Articles

Crash à venir pour les immeubles à bureau aux États-Unis ?

1 octobre, 2023   |   Par Kadiatou Bah

Les prix des bureaux aux États-Unis devraient s’effondrer, et le marché de l’immobilier commercial est confronté à au moins neuf mois supplémentaires de baisse, selon la dernière enquête Markets Live Pulse.

Environ les deux tiers des 919 personnes interrogées durant cette enquête estiment que le marché américain des bureaux ne rebondira qu’après un grave effondrement. Une majorité encore plus grande affirme que les prix de l’immobilier commercial aux États-Unis n’atteindront leur plus bas niveau qu’au cours du second semestre 2024 ou plus tard.

C’est une mauvaise nouvelle pour les 1 500 milliards de dollars de dette immobilière commerciale qui, selon Morgan Stanley, devraient arriver à échéance avant la fin de 2025. Le refinancer ne sera pas facile, en particulier pour les 25 % environ de l’immobilier commercial constitués d’immeubles de bureaux. Un indice Green Street des prix de l’immobilier commercial a déjà chuté de 16 % par rapport à son sommet de mars 2022.

La valeur des propriétés commerciales est durement touchée par la campagne de resserrement agressive de la Réserve fédérale, qui fait augmenter un coût clé de la possession d’une propriété : les frais de financement. Mais les prêteurs qui cherchent à se débarrasser de leur exposition trouvent désormais peu d’options acceptables, car peu d’acheteurs sont convaincus que le marché est proche d’un plancher.

« Personne ne veut vendre à perte énorme », a déclaré Lea Overby, analyste chez Barclays Plc. « Il s’agit de propriétés qui n’ont pas besoin d’être vendues pendant de longues périodes, ce qui signifie que les propriétaires sont susceptibles de retarder la vente aussi longtemps qu’ils le peuvent. », a-t-elle commenté.

À ce problème s’ajoutent les tensions au sein des banques régionales, qui détenaient environ 30 % de la dette des immeubles de bureaux en 2022, selon un rapport de mars de Goldman Sachs Group Inc.

Les petites banques ont vu leurs dépôts diminuer de près de 2 % au cours de la dernière année. Sans rappeler l’effondrement de la Silicon Valley Bank et de Signature Bank. Tout cela se traduit par moins de financement pour les banques, ce qui leur donne moins de capacité à prêter.

Les conséquences de la hausse des taux d’intérêt peuvent mettre des années à se répercuter sur les propriétaires de biens immobiliers commerciaux américains, que Morgan Stanley évalue à 11 000 milliards de dollars au total. 

Les investisseurs dans les immeubles de bureaux, par exemple, disposent souvent d’un financement à long terme à taux fixe, et leurs locataires peuvent également être soumis à des baux à long terme.

#### TÂCHE 1:
Relevez, dans l'ordre, tous les pourcentages écrits avec le signe % dans l'article sur les immeubles de bureaux.
#### TÂCHE 2:
Recopiez fidèlement le passage de l'article sur les immeubles de bureaux qui commence par les mots « À ce problème » et se termine par « à long terme. ».
#### TÂCHE 3:
Rédigez la suite de l'article sur les immeubles de bureaux à partir de sa dernière phrase.

#### LIGNES DE DONNÉES:
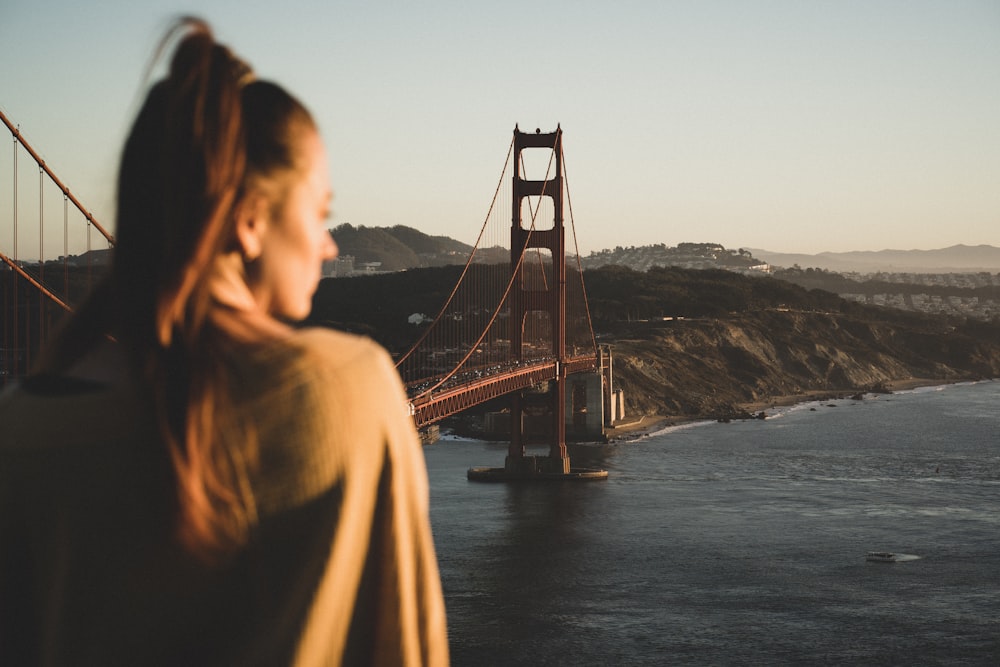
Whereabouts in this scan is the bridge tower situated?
[505,126,570,474]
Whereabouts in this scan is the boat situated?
[865,551,896,563]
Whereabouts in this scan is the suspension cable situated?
[0,109,115,247]
[411,133,555,400]
[560,147,597,352]
[396,134,514,368]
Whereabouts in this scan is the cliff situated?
[312,266,1000,418]
[602,310,1000,418]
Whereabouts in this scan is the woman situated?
[0,19,448,665]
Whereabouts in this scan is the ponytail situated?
[104,19,312,562]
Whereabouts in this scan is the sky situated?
[0,0,1000,255]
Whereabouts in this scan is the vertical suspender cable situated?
[63,192,70,301]
[12,126,21,377]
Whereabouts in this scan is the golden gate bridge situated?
[0,111,607,478]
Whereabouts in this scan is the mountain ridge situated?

#### RÉPONSE 1:
25 %, 16 %, 30 %, 2 %

#### RÉPONSE 2:
À ce problème s’ajoutent les tensions au sein des banques régionales, qui détenaient environ 30 % de la dette des immeubles de bureaux en 2022, selon un rapport de mars de Goldman Sachs Group Inc.

Les petites banques ont vu leurs dépôts diminuer de près de 2 % au cours de la dernière année. Sans rappeler l’effondrement de la Silicon Valley Bank et de Signature Bank. Tout cela se traduit par moins de financement pour les banques, ce qui leur donne moins de capacité à prêter.

Les conséquences de la hausse des taux d’intérêt peuvent mettre des années à se répercuter sur les propriétaires de biens immobiliers commerciaux américains, que Morgan Stanley évalue à 11 000 milliards de dollars au total. 

Les investisseurs dans les immeubles de bureaux, par exemple, disposent souvent d’un financement à long terme à taux fixe, et leurs locataires peuvent également être soumis à des baux à long terme.

#### RÉPONSE 3:
Il faudra attendre 2027 pour que les baux en vigueur aujourd’hui soient reconduits à des attentes de revenus inférieures, selon une étude de Moody’s Investors Service publiée en mars.

Si les tendances actuelles se maintiennent, les revenus seront alors inférieurs de 10 % à ceux d’aujourd’hui.

« Le calcul tend à être lent pour l’immobilier américain lorsque les taux changent », a déclaré Overby de Barclays. « Le secteur des bureaux est profondément en difficulté, et il faudra beaucoup de temps pour s’en sortir. »

Même en cas de ralentissement grave et prolongé de l’immobilier commercial aux États-Unis, y compris d’importantes pertes sur prêts dues à un secteur de bureaux en ruine, Overby ne craint pas que cela menace la stabilité globale du marché. 

« Le secteur immobilier est vaste, mais la dette est répartie entre un éventail d’investisseurs suffisamment large pour absorber les pertes », a-t-elle déclaré.

Outre les taux d’intérêt élevés, les bureaux sont confrontés à des licenciements ou à des départs de locataires, une tendance particulièrement forte aux États-Unis, où les employés de bureau sont plus réticents à s’installer qu’en Europe ou en Asie. Une partie de la résistance au retour aux bureaux pourrait être attribuée aux difficultés liées aux déplacements entre le domicile et les lieux de travail. Plus de 40 % des personnes interrogées par MLIV Pulse ont déclaré qu’elles seraient incitées à venir au bureau plus souvent s’ils disposaient de meilleures options de transports en commun.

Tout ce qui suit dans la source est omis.